Records from a dataset
──────────
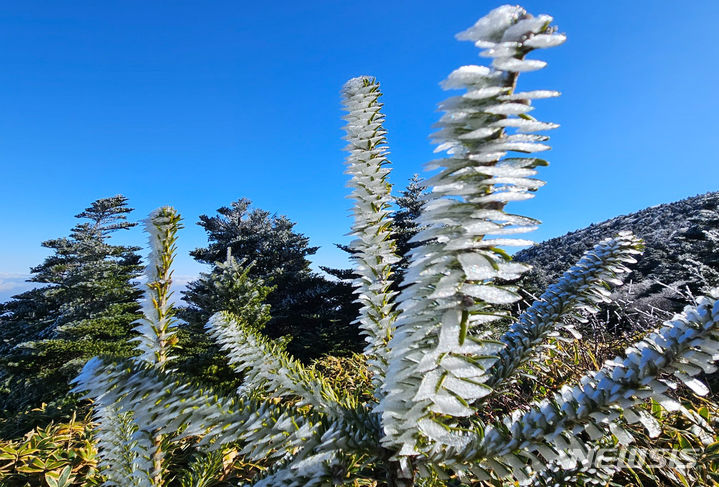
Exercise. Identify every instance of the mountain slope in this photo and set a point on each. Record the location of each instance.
(682, 251)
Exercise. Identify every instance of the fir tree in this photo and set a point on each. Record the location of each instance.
(86, 307)
(228, 286)
(304, 305)
(435, 363)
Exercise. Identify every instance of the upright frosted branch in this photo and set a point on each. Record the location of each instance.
(157, 327)
(374, 246)
(580, 288)
(438, 355)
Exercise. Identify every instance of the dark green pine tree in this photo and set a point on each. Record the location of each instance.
(406, 225)
(86, 306)
(406, 221)
(228, 287)
(304, 305)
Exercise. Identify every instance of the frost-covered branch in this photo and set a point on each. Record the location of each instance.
(155, 402)
(438, 355)
(265, 364)
(157, 327)
(684, 347)
(579, 289)
(374, 248)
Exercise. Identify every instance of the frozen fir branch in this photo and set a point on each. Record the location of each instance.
(579, 290)
(374, 249)
(266, 365)
(160, 404)
(156, 329)
(684, 347)
(439, 356)
(439, 363)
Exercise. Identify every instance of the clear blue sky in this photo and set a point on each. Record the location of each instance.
(198, 103)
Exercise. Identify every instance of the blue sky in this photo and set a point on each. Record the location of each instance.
(197, 104)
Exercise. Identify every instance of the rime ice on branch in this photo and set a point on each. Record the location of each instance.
(374, 248)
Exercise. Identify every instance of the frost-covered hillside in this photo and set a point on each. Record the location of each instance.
(682, 240)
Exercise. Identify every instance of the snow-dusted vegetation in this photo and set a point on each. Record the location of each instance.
(435, 363)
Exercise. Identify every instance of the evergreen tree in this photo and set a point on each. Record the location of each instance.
(303, 304)
(406, 224)
(405, 216)
(86, 307)
(227, 287)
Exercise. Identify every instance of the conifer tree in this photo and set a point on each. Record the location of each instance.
(85, 307)
(304, 306)
(433, 360)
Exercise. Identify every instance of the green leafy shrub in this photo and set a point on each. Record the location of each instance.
(58, 455)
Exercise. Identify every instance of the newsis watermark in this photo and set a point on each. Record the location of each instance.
(617, 458)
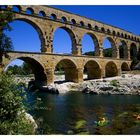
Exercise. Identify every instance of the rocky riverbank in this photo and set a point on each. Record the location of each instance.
(125, 84)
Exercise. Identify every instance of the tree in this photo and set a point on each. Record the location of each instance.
(13, 118)
(5, 41)
(12, 108)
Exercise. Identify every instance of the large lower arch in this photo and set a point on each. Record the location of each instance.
(123, 49)
(69, 68)
(133, 51)
(36, 67)
(93, 70)
(125, 67)
(111, 69)
(109, 47)
(95, 50)
(72, 38)
(35, 25)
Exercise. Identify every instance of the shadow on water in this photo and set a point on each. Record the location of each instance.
(77, 113)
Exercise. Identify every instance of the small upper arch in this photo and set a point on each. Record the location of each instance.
(16, 8)
(42, 14)
(29, 11)
(63, 19)
(53, 16)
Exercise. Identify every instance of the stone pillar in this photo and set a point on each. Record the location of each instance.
(79, 75)
(115, 51)
(50, 75)
(74, 75)
(127, 56)
(99, 51)
(77, 50)
(119, 71)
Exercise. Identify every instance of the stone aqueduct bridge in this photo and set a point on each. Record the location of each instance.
(98, 66)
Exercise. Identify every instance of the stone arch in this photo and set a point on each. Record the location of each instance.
(125, 67)
(64, 19)
(36, 67)
(93, 69)
(29, 11)
(89, 26)
(42, 14)
(111, 69)
(72, 37)
(103, 29)
(36, 27)
(69, 68)
(96, 27)
(123, 49)
(16, 8)
(133, 51)
(53, 16)
(82, 24)
(114, 33)
(108, 31)
(113, 52)
(73, 21)
(95, 42)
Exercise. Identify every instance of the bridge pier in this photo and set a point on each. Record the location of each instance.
(50, 76)
(74, 75)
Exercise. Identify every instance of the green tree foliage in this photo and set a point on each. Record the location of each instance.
(25, 69)
(107, 52)
(5, 41)
(12, 115)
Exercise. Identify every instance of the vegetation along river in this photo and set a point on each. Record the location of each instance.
(78, 113)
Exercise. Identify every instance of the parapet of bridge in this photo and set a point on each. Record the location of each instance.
(46, 20)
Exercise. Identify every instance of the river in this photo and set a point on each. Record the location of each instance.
(78, 113)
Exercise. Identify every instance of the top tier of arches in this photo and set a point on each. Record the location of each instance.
(75, 20)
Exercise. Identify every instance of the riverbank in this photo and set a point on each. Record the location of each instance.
(124, 84)
(128, 84)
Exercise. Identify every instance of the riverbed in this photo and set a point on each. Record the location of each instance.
(78, 113)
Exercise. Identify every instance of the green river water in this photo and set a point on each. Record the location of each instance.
(78, 113)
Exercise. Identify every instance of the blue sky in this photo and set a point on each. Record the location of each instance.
(25, 37)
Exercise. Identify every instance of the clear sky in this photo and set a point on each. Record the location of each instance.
(25, 37)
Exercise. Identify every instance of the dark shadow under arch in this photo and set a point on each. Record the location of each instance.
(93, 70)
(72, 37)
(111, 69)
(36, 67)
(110, 52)
(69, 69)
(125, 67)
(37, 28)
(95, 43)
(123, 49)
(133, 51)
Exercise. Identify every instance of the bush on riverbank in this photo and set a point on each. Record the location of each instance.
(13, 119)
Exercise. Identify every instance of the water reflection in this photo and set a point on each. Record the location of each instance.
(76, 113)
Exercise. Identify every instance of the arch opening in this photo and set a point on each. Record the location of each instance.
(111, 69)
(16, 9)
(67, 43)
(92, 70)
(42, 14)
(63, 19)
(125, 67)
(29, 40)
(65, 71)
(29, 11)
(133, 51)
(109, 49)
(53, 17)
(123, 50)
(90, 45)
(27, 66)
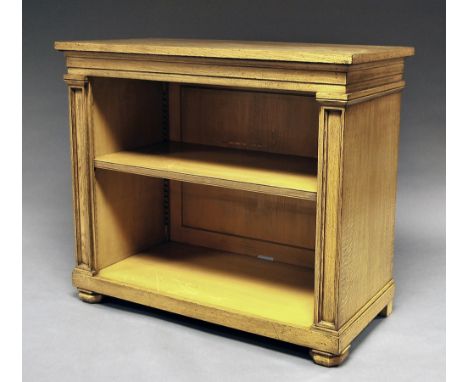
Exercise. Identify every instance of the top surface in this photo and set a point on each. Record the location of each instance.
(249, 50)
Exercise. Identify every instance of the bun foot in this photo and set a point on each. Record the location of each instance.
(387, 311)
(89, 297)
(328, 359)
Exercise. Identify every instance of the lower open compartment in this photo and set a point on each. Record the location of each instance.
(236, 251)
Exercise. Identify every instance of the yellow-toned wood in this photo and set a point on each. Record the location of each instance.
(80, 149)
(327, 359)
(240, 169)
(234, 283)
(129, 215)
(284, 245)
(387, 311)
(370, 148)
(333, 72)
(220, 218)
(275, 51)
(309, 337)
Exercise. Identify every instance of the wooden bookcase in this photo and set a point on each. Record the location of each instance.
(246, 184)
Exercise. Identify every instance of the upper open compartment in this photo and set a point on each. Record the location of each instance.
(243, 139)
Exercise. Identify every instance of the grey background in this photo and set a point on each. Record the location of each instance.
(68, 340)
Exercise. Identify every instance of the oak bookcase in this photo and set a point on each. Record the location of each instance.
(248, 184)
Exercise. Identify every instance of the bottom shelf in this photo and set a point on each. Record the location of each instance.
(230, 282)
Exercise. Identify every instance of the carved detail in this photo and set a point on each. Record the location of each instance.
(329, 215)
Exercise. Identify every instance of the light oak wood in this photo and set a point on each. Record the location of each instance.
(234, 283)
(239, 169)
(327, 359)
(220, 218)
(333, 72)
(124, 114)
(129, 215)
(89, 297)
(246, 184)
(387, 311)
(253, 50)
(251, 120)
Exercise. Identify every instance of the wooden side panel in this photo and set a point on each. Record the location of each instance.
(370, 155)
(125, 114)
(81, 172)
(252, 120)
(129, 215)
(272, 227)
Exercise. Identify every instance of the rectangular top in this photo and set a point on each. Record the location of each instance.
(249, 50)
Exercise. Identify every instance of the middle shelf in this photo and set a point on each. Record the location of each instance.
(267, 173)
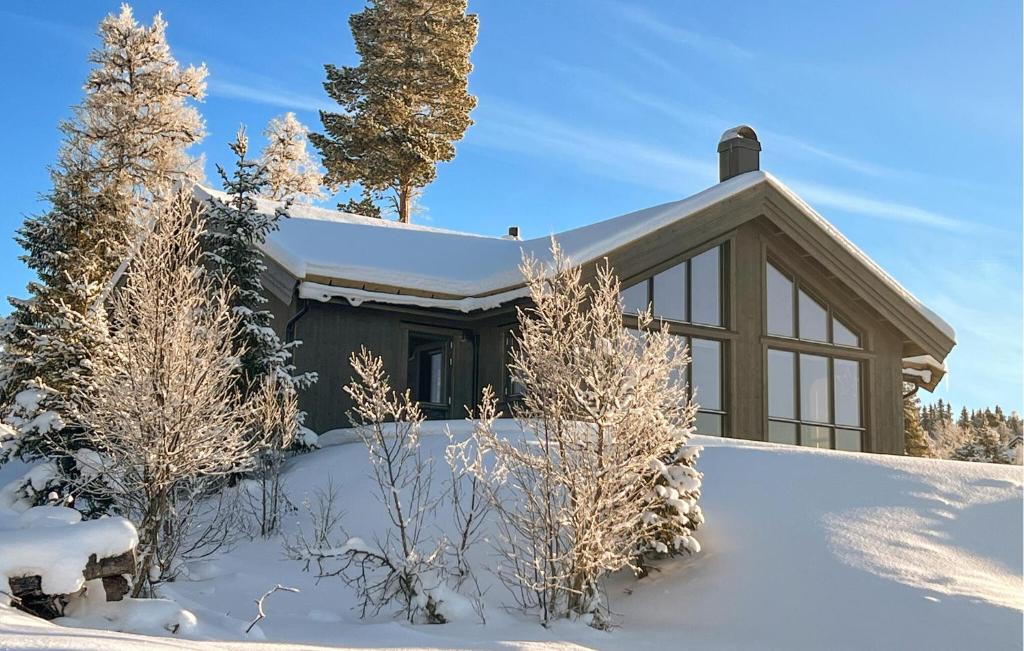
──────────
■ DIRECTIONS ■
Collect every line in the records above that contains the word "compartment", matching its case exactly.

■ ANSWER BELOW ■
Exercise. Identify every instance of the lower open compartment in this photo and set a point on each. Record the location of each instance.
Exercise. Identify every instance of the upper open compartment in this photo and set a point on each. Record the location of each instance.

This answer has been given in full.